* Exercise objective: Run through the data and copy out every line that mentions the word "castle".

§

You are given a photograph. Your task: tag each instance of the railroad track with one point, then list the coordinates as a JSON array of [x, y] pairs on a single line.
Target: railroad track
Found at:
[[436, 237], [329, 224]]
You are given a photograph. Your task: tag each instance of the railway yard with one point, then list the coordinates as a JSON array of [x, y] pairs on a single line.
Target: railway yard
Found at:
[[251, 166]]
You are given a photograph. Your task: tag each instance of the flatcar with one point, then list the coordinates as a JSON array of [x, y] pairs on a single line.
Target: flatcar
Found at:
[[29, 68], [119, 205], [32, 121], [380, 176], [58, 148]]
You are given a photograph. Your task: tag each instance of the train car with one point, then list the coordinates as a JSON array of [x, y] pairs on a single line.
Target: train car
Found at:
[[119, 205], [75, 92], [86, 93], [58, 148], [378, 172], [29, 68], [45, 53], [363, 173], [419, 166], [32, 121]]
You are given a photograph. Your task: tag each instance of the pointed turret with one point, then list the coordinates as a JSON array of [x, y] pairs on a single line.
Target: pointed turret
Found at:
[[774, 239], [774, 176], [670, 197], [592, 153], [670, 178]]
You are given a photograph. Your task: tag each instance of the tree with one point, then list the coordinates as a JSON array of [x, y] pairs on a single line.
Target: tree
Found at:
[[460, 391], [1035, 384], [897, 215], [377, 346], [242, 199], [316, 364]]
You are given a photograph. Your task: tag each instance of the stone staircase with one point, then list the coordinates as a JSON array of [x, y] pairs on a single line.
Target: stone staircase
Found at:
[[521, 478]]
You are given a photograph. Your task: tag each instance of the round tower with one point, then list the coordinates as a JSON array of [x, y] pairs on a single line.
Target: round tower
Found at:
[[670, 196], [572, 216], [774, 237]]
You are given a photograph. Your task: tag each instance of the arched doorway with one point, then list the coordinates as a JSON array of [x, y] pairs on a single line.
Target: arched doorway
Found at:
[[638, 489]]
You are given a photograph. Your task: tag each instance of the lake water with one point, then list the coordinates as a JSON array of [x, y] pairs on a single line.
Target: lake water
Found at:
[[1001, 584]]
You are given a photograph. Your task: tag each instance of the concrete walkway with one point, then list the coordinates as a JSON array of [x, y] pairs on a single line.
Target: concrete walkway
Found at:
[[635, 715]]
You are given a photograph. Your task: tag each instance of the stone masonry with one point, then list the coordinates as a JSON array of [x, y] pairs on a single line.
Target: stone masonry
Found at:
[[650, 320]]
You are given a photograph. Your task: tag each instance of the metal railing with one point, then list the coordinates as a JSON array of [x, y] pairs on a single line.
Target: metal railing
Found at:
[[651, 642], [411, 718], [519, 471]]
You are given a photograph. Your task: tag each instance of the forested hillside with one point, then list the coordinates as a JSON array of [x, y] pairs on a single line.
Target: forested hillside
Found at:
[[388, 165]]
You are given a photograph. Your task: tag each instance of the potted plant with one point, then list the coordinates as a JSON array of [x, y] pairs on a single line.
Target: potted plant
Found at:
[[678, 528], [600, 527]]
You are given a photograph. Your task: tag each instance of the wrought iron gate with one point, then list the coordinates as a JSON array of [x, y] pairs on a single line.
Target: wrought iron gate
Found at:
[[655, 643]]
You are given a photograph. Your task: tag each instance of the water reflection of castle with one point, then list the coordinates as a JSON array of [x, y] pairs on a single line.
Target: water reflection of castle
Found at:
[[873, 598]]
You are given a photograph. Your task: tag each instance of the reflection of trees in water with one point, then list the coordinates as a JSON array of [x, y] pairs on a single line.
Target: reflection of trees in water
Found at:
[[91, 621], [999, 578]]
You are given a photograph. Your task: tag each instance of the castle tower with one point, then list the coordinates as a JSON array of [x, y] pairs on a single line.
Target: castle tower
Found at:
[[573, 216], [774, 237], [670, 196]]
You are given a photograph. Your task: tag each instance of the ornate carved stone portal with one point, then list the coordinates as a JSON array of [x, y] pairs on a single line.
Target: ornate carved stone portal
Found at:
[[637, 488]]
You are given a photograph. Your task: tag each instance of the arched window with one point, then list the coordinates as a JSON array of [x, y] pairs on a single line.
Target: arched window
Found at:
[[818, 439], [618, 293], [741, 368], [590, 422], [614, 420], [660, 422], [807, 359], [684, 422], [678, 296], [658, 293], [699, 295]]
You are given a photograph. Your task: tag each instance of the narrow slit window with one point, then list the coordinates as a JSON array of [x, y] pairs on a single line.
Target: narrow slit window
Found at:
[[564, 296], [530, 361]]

§

* Reply to the task:
You are given a photograph. Your task: tag each instance of the water reflection of castle with one point, then list the coordinates as a JSON array of [x, y] pairs on a single line.
Target: water reflection of castle
You are given a photograph. Your task: tag each instance of the castle tower with one point, then list the coordinates as a JSON array of [x, y] pairs on a single line.
Target: castle tower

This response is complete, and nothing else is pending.